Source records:
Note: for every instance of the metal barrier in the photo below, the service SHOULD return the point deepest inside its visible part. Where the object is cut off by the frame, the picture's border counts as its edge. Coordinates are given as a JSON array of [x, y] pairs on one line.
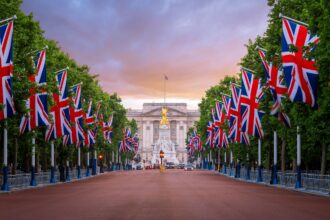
[[22, 180], [310, 181]]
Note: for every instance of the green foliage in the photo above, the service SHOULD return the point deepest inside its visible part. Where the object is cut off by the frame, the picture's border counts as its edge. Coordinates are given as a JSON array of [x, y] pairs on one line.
[[313, 123], [28, 36]]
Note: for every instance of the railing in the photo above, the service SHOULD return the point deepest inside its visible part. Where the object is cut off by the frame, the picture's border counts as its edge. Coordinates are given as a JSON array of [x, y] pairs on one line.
[[311, 181], [22, 180]]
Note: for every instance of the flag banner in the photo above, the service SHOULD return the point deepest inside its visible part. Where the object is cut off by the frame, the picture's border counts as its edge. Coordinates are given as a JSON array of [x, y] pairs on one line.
[[209, 134], [60, 112], [235, 132], [76, 117], [6, 70], [37, 102], [278, 89], [220, 135], [89, 119], [226, 101], [251, 93], [97, 112], [89, 138], [300, 73], [89, 116]]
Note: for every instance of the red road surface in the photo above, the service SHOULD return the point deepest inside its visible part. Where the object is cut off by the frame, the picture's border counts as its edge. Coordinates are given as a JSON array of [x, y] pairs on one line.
[[175, 194]]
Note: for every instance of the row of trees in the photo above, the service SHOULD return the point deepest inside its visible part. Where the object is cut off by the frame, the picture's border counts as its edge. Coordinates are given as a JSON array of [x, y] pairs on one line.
[[314, 123], [28, 36]]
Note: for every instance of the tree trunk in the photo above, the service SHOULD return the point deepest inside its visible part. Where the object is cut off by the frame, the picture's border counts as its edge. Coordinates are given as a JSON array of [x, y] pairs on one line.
[[45, 161], [323, 158], [294, 165], [283, 156], [268, 158], [37, 167], [61, 163], [15, 156]]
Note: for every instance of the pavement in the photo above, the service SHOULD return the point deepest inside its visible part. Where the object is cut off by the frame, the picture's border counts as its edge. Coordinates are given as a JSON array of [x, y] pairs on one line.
[[175, 194]]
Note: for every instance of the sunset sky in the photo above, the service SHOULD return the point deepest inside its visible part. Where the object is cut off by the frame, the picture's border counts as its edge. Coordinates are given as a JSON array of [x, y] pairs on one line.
[[131, 44]]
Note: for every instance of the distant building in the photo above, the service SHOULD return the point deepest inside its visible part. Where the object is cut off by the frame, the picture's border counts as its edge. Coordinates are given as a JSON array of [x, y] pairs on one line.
[[148, 119]]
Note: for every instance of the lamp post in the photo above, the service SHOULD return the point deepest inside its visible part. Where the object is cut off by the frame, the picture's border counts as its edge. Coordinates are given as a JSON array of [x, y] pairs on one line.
[[101, 163], [161, 155]]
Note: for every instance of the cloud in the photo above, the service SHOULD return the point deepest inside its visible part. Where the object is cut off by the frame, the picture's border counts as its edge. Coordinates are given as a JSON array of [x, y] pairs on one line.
[[131, 44]]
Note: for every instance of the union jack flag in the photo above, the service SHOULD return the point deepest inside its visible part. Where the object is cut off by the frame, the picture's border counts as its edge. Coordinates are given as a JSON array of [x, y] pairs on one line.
[[37, 102], [250, 96], [122, 146], [226, 102], [97, 112], [6, 70], [235, 132], [209, 134], [109, 134], [89, 137], [301, 74], [89, 120], [104, 126], [89, 116], [76, 118], [275, 82], [220, 136], [60, 112], [196, 141]]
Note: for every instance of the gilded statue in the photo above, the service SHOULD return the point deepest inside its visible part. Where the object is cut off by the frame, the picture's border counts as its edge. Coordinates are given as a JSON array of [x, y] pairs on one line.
[[164, 120]]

Your instructions. What is needed is an exact copy of every entry, minus the images.

Reply to the exercise.
Note: for every instance of the metal barrier in the photo below, the service SHOULD return the point deepest inside its visible part. Where the object is cut off by the frame, the picture's border counts as its edge. Coordinates are given as a JSON array of [x, y] pairs on one line.
[[22, 180], [310, 181]]
Note: for every instance of the green foliage in the photo above, the service SHOULD return the point deepest inside its visible part. Where the object is cut off by the frame, the picture's border counts as its edge. Coordinates are given as a JSON array of [x, y] pairs on one line.
[[313, 123], [28, 36]]
Note: for every instance of the railing in the photo above, the service SHOULD return the point deepest inside its visible part. Where the object is cut off by the frame, the picture's border counts as its edge. Coordinates are given as a JSON array of [x, y] pairs on one line.
[[311, 181], [22, 180]]
Note: for every instance of the flag banner in the photo above, the service SHOULD return the point deepest inside its visible part. Where the object is cut off by the frame, the picture's border counts as its edge. Coordinates are given as a JSON array of [x, y] pairs on one line.
[[209, 134], [60, 112], [235, 132], [76, 117], [6, 70], [37, 102], [278, 89], [220, 135], [89, 119], [226, 101], [251, 93], [97, 112], [89, 138], [300, 73], [89, 116]]
Note: for every instance of the red road surface in the photo above, the service SHOULD return the point deepest inside its visible part. Where the object is cut off by the frame, the picture's border counts as its edge. Coordinates are given as a JSON array of [x, y] pairs on one line.
[[175, 194]]
Note: for every instance of the row of trees in the photo above, the service SHOULD return the point deepest inside its visible part. Where the object is cut off by the frame, the picture's border counts as its edge. Coordinates are given as a JSON array of [x, y] pairs on one line.
[[314, 123], [28, 36]]
Note: for every instance of the tree trunk in the photo above, the service SHOULD return the point deepest inside its visible part. Where the object is cut off by the frame, the picture's border counts as its edge. Coordinates are given as a JSON array of [x, y] pairs on one line.
[[45, 161], [323, 158], [294, 165], [283, 156], [268, 158], [37, 167], [61, 163], [15, 156]]
Note: for every instance of the pavement in the photo above, the service SHOULD return the point deepest inside its visible part. Where the object is cut off by the frame, the picture's border counts as its edge. Coordinates are given as a JSON array of [x, y] pairs on one line.
[[175, 194]]
Note: for every instance of the sunset sky in the photo above, the service SHOULD return the point deepest inside its visible part. Where the object is cut off by the frame, the picture's border counts as its edge. Coordinates are given as a JSON array of [x, y] pairs on one line.
[[131, 44]]
Note: for every instance of the distant building in the photo above, the service SHOULD return the point deepest inside its visible part. Where the object is cut off by the frame, the picture's border counts as its edge. Coordinates are given as a JSON array of [x, y] pairs on one line.
[[148, 119]]
Note: for every instance of the lamp post in the photo above, the service SHOULD return the point deepest inside its visible part. Where the object is cut off by the frame, the picture's border counts as its edge. Coordinates are given as a JSON array of [x, y] pairs on one line.
[[101, 163], [161, 155]]
Note: for every instance of the cloud in the photo above, the service SHOULD return the point deepest inside its visible part. Where the object is cut off by the frame, the picture's border counts as its edge. Coordinates are given as a JSON array of [x, y] pairs on one line.
[[131, 44]]
Note: for every instance of the union jack flag in the photo above, the service SHOULD return the point deepest inside its visible part. Where the object is cut off by the frame, the picture's border counts as its edge. Coordinates are given as a JSON array of [x, y] pairs on one line.
[[37, 102], [250, 96], [122, 146], [226, 102], [97, 112], [6, 70], [235, 132], [209, 134], [109, 134], [89, 137], [301, 74], [89, 120], [104, 126], [89, 116], [76, 118], [275, 82], [220, 136], [60, 112], [196, 141]]
Note: for every instance of the gilded statue in the photo above, the service SHOULD return the point deepest inside its visible part. Where the object is cut off by the frame, the picture's border counts as its edge. Coordinates are given as a JSON array of [x, y] pairs on one line.
[[164, 120]]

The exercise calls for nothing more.